§ **Exercise instructions**
Rewrite the items from the line containing "of the crown" through the end of the items, changing "crown molding" to "ceiling trim" and leaving everything else as it is.

§ **Records shown**
════════════════
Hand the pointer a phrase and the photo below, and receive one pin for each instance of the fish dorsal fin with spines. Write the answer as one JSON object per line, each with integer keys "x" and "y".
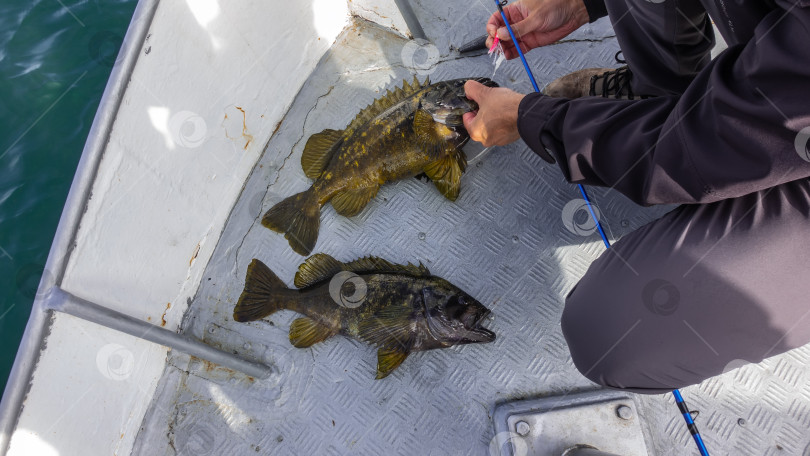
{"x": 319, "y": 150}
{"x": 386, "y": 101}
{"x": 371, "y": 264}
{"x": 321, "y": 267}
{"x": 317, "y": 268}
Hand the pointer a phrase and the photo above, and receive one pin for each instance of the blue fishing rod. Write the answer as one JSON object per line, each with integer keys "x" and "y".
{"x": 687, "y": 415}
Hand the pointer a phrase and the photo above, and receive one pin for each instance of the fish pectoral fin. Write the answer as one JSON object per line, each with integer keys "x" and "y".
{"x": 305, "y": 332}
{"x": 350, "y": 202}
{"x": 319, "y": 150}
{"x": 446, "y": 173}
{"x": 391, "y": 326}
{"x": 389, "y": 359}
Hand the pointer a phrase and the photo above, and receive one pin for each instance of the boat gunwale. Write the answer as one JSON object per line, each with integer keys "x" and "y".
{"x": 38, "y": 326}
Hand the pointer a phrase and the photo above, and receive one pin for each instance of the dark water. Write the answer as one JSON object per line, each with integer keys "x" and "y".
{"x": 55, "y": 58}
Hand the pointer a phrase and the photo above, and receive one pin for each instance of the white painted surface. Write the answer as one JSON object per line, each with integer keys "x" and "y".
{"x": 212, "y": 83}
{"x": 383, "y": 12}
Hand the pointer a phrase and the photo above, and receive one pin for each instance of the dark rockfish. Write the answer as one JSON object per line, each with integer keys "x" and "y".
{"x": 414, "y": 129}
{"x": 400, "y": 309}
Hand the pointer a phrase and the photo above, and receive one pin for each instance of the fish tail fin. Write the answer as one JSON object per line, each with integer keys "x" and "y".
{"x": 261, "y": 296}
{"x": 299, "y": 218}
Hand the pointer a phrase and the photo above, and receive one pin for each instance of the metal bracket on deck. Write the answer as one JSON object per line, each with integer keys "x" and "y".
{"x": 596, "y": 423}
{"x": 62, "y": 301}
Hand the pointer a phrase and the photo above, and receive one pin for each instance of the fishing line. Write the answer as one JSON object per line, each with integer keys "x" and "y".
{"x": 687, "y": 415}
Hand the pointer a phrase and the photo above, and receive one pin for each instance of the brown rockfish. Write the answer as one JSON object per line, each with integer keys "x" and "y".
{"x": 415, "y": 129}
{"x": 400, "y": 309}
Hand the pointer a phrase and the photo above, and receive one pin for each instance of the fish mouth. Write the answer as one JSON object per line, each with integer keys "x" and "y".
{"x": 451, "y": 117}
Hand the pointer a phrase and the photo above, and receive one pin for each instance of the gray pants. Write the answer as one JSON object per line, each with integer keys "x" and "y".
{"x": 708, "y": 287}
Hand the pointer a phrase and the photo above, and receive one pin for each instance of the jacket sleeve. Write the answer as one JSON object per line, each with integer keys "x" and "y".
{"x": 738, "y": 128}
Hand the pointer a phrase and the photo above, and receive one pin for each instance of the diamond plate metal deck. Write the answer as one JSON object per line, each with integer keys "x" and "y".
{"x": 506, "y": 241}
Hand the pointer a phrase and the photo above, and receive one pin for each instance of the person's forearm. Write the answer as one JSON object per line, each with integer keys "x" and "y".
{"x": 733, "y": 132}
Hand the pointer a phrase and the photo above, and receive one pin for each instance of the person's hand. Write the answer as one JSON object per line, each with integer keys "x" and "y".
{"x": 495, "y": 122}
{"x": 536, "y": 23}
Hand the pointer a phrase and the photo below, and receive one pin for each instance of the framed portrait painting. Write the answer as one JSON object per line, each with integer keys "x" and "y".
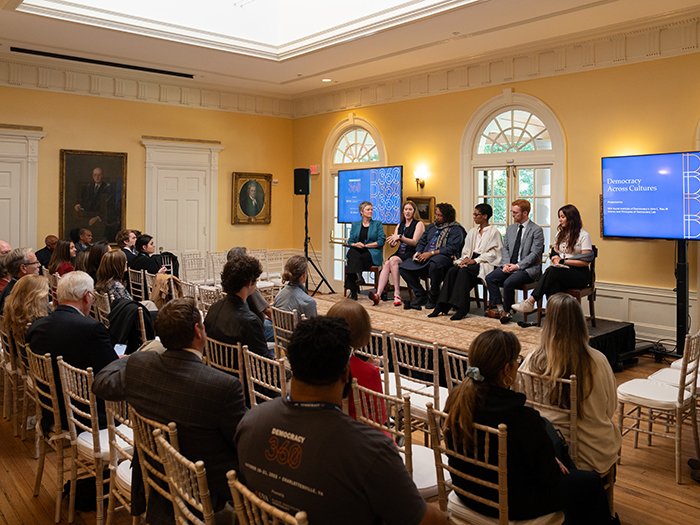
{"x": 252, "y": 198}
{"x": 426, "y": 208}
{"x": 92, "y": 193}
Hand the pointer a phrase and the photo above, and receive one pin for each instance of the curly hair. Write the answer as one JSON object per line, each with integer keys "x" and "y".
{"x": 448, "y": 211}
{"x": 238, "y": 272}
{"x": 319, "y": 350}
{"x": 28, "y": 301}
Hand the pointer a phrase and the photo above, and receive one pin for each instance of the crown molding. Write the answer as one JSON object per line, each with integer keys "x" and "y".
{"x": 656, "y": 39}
════════════════
§ **Worked answer**
Hand the pointer a phrase and the photo above, and receive one pin for each instance of the ceiling trim. Write the answer as one JSON object per line, each with integer keys "x" and "y".
{"x": 656, "y": 39}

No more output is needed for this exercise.